*Document excerpt*
Civil society of Development and Freedoms

U.S, EU bark about stopping war against Yemen worse than their bite

Y.A

By:Yousra Abdulmalik

New footage provided by Yemen’s War Media outlet shows Yemenis fighting back a Saudi push against the port city of Hudaydah , meantime the international calls to stop the war ignored by the Saudi-led coalition, backed by the US.

The Military Media published, on Saturday, special scenes of the coalition losses in AlMandhar village on West Coast. The scenes showed targeting gatherings of the coalition’s paid fighters with artillery shells, causing direct casualties, and destroying gathering of machinery with bombs, killing and injuring a number of the paid fighters.

The scenes also showed burning a number of the coalition’s equipment, including Emirati armored, and seizing arms and supplies were in the damaged machinery.

In addition, the Yemeni army forces killed five of Sudanese paid fighters through targeting two military trucks.50 paid fighters were killed in encountering a creep of them in Attohayta, and a number of paid fighters were killed by explosive device in 50 Street, in Hodiedah.

EU and European countries approved the sale of more than $86.7bn in arms to Saudi Arabia and the United Arab Emirates, according to figures compiled by Middle East Eye.

*Problems to work on*
1. Answer these questions from the article on the war in Yemen:
(a) In which village on the West Coast did the Military Media's scenes show coalition losses?
(b) How many Sudanese paid fighters were killed, and by what means?
(c) According to figures compiled by Middle East Eye, what value of arms sales to Saudi Arabia and the United Arab Emirates did the EU and European countries approve?
2. Reproduce word for word the passage of the Yemen war article starting at "The scenes also" and ending at "Street, in Hodiedah.".
Nothing in the records is needed here.

(Stored items from a collection)
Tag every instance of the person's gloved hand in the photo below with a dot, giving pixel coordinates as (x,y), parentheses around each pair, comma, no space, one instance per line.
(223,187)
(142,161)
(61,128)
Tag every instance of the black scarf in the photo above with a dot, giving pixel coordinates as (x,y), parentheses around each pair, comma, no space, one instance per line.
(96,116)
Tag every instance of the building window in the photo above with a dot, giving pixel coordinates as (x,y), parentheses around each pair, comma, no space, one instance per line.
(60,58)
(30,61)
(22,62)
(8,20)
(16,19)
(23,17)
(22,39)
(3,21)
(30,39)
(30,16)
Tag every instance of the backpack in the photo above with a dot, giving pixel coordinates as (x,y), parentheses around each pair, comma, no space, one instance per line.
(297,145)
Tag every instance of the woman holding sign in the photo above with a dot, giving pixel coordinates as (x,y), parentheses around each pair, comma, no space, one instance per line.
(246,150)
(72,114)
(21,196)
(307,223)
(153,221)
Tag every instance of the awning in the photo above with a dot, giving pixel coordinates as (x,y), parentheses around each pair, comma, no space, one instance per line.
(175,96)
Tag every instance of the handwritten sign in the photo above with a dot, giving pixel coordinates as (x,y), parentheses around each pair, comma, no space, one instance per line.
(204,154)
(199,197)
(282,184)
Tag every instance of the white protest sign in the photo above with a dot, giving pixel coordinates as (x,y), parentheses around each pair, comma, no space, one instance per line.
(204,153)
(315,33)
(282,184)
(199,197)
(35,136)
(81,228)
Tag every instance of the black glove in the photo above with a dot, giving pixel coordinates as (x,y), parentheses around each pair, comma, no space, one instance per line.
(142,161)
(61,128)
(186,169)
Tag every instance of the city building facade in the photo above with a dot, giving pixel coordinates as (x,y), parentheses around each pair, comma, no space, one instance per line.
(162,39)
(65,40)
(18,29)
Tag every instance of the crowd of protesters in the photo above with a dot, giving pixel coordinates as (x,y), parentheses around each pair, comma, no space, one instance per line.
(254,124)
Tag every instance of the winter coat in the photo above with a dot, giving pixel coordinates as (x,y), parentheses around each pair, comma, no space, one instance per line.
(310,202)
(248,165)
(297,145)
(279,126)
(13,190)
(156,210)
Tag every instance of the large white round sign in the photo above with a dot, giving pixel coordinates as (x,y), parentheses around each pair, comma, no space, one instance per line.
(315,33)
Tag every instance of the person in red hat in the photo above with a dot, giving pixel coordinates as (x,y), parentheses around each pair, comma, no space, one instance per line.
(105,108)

*Expected results*
1.
(a) AlMandhar
(b) Five, killed by the Yemeni army forces through targeting two military trucks
(c) More than $86.7bn

2.
The scenes also showed burning a number of the coalition’s equipment, including Emirati armored, and seizing arms and supplies were in the damaged machinery.

In addition, the Yemeni army forces killed five of Sudanese paid fighters through targeting two military trucks.50 paid fighters were killed in encountering a creep of them in Attohayta, and a number of paid fighters were killed by explosive device in 50 Street, in Hodiedah.